FRAGMENTO EXTRAÍDO:
▼▼▼

Mariam estaba en Dios de la mañana a la noche y de la noche a la mañana. Todo en ella se movía por inspiración divina. Su corazón latía al unísono con las mociones del Espíritu Santo, que le hacían reconocer su debilidad y su pobreza. Entre más le confiaba el Señor, más pequeña se hacía. ¡Cuánto amaba pasar desapercibida, no ser nada! ¡Cuánto bien hacia a los suyos haciendo las tareas más desagradables! No tenía nada, pero con Dios lo tenía todo. Por eso compartía lo poco que poseía con el hambriento y el sufriente. Nada se guardaba para sí. Nunca se dejó tentar por la vanidad ni guardó rencor; por el contrario, respondía al mal con el bien.

▲▲▲

DATOS PROPORCIONADOS:
▼▼▼

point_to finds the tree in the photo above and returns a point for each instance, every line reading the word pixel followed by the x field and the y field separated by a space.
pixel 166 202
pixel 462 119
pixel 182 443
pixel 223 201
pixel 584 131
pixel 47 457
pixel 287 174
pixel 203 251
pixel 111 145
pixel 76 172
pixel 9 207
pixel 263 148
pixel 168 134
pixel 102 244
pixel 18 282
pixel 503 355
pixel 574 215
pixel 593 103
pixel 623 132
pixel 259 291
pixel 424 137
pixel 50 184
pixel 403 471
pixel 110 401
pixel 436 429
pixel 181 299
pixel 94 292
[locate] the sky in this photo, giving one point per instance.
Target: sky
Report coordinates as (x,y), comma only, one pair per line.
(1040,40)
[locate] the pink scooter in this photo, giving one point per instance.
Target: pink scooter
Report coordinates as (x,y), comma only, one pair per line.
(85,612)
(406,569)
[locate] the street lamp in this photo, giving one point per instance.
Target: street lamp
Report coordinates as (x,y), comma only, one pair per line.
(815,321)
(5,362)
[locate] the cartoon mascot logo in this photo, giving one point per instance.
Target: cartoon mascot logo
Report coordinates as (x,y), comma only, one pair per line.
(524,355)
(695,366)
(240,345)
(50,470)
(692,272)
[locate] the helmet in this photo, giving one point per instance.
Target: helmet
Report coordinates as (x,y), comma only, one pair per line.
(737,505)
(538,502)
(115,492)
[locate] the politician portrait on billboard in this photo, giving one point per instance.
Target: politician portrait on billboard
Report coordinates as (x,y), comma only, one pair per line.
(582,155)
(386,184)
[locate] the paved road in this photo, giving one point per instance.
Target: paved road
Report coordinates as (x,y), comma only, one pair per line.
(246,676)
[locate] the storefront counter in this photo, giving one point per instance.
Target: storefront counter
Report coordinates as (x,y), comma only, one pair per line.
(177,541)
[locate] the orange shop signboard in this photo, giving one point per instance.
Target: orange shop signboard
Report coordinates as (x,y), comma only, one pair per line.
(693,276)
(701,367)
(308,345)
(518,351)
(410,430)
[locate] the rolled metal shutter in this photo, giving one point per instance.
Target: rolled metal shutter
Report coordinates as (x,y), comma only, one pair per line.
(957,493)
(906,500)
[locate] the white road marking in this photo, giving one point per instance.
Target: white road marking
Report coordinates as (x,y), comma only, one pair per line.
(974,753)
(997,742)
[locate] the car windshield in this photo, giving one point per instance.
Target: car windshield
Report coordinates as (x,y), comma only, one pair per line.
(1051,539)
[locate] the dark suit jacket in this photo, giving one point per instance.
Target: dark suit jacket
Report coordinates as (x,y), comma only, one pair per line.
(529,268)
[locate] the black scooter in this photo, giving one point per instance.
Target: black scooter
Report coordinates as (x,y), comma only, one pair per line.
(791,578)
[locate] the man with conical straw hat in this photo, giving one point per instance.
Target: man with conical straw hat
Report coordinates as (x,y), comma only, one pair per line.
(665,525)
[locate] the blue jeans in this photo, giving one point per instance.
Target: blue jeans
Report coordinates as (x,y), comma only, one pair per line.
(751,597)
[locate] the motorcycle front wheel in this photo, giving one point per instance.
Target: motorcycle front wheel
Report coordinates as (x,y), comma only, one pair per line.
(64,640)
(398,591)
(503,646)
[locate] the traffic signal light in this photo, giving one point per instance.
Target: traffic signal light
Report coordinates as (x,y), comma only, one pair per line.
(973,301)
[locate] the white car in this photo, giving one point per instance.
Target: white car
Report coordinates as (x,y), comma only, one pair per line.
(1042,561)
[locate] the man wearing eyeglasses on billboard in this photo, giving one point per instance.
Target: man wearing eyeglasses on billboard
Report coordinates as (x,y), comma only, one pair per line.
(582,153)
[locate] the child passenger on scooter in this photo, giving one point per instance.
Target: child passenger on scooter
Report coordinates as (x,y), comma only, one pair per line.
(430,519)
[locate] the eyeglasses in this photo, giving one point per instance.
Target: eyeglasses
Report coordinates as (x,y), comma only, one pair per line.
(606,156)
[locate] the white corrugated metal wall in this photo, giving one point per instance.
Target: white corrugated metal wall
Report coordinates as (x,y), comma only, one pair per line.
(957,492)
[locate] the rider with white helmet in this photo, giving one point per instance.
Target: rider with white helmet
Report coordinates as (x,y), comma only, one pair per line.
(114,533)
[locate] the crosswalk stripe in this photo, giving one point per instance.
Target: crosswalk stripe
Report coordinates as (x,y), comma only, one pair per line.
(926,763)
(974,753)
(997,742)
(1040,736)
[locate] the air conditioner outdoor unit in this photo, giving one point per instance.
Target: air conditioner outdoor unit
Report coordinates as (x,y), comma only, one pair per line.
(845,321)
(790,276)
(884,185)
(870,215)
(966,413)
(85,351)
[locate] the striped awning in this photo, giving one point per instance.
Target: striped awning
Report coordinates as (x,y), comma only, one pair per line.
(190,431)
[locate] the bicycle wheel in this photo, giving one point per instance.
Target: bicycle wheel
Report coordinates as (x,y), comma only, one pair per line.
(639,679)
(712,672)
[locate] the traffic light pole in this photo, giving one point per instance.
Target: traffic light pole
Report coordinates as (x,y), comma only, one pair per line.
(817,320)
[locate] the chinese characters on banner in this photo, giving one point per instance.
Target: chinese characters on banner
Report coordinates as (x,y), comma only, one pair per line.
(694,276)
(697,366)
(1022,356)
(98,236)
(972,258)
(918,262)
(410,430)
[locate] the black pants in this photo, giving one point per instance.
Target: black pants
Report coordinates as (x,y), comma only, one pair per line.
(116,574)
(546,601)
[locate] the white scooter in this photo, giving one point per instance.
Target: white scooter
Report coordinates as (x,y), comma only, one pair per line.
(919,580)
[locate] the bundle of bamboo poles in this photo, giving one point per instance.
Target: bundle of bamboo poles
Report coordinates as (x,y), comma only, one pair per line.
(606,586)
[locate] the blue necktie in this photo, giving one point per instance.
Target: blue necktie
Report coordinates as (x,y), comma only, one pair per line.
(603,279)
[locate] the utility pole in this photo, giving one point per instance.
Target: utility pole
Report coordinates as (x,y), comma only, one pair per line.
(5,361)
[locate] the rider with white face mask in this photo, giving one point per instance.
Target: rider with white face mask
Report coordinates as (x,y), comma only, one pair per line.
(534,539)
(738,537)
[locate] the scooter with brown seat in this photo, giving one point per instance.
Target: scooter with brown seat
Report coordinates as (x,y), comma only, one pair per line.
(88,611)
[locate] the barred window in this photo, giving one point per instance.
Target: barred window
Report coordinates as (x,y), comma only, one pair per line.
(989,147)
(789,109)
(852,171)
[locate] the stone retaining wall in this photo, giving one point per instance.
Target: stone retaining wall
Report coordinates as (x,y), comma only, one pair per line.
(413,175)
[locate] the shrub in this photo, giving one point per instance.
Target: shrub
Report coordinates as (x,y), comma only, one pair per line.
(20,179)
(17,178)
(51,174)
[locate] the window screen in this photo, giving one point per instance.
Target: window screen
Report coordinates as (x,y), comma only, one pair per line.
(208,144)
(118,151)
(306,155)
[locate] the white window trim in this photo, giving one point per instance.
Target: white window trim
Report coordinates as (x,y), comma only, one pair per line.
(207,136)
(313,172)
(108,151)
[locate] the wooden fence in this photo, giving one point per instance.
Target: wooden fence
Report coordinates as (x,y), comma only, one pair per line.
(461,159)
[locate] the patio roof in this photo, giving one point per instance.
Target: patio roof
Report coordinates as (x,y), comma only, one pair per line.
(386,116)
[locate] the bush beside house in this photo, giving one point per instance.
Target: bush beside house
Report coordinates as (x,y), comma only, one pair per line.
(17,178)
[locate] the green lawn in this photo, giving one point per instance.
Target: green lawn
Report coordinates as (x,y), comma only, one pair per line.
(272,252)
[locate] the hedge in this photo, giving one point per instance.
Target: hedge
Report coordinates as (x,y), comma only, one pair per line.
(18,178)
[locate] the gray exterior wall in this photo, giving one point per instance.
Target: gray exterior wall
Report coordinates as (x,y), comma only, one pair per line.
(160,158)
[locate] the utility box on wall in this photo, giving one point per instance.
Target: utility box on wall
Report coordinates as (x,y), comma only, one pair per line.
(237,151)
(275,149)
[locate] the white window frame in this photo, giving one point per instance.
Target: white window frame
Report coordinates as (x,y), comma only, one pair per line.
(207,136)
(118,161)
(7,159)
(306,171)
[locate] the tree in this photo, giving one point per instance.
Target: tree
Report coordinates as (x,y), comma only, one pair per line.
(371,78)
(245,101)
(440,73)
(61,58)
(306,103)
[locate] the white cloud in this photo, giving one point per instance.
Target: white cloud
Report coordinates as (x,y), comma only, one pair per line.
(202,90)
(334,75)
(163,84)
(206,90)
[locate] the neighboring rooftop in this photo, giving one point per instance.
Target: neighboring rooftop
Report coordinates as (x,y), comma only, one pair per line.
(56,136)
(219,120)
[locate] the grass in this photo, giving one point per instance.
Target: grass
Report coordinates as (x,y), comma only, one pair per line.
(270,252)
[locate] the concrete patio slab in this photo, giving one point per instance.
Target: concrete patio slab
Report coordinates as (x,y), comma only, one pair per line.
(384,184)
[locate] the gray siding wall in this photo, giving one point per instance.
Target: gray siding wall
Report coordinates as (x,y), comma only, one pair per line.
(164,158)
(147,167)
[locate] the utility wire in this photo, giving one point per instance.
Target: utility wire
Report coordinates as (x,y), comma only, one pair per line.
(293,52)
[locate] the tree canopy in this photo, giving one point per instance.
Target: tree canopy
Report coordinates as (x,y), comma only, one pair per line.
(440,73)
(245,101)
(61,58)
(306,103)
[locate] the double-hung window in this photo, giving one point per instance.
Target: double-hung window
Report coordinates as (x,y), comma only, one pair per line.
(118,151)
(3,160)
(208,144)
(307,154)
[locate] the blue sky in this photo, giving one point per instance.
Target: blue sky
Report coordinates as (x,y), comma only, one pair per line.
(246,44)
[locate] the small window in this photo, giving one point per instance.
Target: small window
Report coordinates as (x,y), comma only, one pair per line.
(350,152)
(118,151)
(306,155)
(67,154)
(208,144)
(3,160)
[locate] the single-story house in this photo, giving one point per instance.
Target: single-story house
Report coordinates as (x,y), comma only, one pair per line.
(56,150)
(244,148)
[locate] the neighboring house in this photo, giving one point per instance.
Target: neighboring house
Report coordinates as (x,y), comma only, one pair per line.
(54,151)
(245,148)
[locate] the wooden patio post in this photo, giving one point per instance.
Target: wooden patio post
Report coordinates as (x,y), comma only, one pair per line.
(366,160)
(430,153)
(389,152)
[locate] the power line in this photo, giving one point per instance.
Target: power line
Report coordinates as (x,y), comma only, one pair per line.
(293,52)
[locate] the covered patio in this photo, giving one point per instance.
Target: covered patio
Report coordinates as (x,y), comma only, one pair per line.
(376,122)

▲▲▲

QUÉ HACER:
1. Según el fragmento sobre Mariam, ¿con quién compartía ella lo poco que poseía?
2. Transcribe del fragmento el pasaje que comienza con "Mariam estaba en" y sigue hasta "con el bien.".
Responde basándote únicamente en el fragmento.

RESULTADOS POR TAREA:
1. Con el hambriento y el sufriente.

2.
Mariam estaba en Dios de la mañana a la noche y de la noche a la mañana. Todo en ella se movía por inspiración divina. Su corazón latía al unísono con las mociones del Espíritu Santo, que le hacían reconocer su debilidad y su pobreza. Entre más le confiaba el Señor, más pequeña se hacía. ¡Cuánto amaba pasar desapercibida, no ser nada! ¡Cuánto bien hacia a los suyos haciendo las tareas más desagradables! No tenía nada, pero con Dios lo tenía todo. Por eso compartía lo poco que poseía con el hambriento y el sufriente. Nada se guardaba para sí. Nunca se dejó tentar por la vanidad ni guardó rencor; por el contrario, respondía al mal con el bien.